- EXERCISE TASK -
Reproduce word for word everything from the line containing "Each instance of the wall" down through the last line of the entries, and output nothing else.

'''

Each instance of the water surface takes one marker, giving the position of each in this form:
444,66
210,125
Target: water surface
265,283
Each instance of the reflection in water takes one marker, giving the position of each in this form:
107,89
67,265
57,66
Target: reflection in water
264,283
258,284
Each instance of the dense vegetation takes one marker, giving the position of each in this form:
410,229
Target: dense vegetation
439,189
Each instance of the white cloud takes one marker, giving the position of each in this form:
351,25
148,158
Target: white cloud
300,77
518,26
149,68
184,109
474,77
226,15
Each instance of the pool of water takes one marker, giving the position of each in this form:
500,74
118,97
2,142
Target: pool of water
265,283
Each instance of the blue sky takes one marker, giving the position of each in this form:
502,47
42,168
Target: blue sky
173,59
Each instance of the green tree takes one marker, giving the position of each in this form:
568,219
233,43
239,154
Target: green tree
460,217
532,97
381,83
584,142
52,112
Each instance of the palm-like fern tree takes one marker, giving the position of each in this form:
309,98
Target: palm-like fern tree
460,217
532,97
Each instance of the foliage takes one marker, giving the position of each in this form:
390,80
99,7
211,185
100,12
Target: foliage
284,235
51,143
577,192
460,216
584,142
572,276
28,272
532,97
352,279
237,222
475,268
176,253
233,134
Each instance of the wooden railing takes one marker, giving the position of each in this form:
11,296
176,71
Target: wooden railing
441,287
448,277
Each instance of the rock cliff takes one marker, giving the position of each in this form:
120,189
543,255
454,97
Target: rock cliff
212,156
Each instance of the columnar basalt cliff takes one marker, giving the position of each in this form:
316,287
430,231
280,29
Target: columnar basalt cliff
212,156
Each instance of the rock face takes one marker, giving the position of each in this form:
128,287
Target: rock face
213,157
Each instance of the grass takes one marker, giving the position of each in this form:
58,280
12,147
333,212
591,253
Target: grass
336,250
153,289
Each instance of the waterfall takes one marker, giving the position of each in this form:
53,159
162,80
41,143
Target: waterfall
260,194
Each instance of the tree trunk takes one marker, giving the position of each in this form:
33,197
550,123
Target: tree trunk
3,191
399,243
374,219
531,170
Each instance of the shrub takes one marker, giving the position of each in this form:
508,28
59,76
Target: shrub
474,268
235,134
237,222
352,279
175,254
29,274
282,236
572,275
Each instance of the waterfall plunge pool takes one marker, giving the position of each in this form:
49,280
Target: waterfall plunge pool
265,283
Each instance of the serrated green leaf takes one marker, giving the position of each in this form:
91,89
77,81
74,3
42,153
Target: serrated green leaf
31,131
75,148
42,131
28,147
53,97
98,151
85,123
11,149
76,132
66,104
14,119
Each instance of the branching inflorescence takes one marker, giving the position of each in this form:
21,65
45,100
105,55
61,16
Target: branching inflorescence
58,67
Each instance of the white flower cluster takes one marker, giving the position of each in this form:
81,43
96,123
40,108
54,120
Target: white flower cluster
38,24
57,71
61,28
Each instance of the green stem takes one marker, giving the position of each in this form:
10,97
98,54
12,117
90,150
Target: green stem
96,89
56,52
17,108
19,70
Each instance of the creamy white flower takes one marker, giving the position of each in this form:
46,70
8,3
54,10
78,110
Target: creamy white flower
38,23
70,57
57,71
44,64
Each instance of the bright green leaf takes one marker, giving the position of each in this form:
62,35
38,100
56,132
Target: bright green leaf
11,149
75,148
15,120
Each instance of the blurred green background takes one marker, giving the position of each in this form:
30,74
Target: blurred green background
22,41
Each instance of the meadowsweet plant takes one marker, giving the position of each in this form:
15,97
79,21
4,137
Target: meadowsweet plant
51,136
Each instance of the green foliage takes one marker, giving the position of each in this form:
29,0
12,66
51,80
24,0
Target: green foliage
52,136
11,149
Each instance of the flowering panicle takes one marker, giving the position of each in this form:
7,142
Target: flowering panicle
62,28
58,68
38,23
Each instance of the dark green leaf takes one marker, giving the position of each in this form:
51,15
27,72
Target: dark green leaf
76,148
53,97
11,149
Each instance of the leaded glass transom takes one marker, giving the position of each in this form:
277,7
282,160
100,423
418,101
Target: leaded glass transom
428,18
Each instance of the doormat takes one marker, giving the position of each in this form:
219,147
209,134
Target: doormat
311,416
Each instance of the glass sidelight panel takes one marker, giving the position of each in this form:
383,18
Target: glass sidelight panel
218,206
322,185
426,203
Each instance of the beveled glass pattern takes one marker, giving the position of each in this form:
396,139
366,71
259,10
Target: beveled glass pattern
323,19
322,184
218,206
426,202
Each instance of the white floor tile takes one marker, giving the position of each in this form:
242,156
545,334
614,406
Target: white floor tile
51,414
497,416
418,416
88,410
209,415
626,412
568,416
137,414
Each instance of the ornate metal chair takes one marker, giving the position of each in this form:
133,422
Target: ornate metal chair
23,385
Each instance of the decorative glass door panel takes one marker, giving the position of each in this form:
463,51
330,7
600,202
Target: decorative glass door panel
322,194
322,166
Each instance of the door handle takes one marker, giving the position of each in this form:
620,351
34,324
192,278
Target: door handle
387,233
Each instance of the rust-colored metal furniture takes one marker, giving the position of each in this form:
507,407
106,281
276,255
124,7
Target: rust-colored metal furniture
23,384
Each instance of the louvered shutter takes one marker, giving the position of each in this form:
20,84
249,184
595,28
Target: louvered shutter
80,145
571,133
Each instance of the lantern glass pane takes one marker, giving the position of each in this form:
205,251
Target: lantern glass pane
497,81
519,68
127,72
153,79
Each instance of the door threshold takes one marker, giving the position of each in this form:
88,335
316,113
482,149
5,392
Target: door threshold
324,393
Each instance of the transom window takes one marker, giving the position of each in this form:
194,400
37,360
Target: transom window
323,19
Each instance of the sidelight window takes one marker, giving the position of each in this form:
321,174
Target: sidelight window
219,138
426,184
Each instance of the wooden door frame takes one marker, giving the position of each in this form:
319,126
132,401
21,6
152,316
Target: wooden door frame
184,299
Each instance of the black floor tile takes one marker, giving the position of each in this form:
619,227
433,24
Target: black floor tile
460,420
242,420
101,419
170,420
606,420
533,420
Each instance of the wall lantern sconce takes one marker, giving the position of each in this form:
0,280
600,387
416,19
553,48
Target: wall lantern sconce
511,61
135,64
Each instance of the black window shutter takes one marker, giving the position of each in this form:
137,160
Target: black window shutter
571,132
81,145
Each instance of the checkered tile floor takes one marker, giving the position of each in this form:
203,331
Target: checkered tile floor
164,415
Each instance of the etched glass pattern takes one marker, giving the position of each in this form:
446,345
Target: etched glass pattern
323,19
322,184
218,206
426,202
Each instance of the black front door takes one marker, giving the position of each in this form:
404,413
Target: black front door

'''

- TASK SOLUTION -
Each instance of the wall lantern sconce takes one marker, giving the position of each in this form:
0,280
600,387
416,19
553,48
Target: wall lantern sconce
511,61
135,64
Each instance of the black window shutter takes one marker, giving the position of each in this form:
137,160
Target: black window shutter
571,132
81,145
Each instance of the checkered tile floor takes one marker, giving the position of each in this form:
203,331
Target: checkered tile floor
164,415
Each instance of the etched glass pattern takes one marker, giving the position of each in this form:
446,345
Target: etched glass pattern
323,19
322,184
218,206
426,202
Each instance of the black front door takes one marker, giving the position of each in this form:
404,413
Target: black front door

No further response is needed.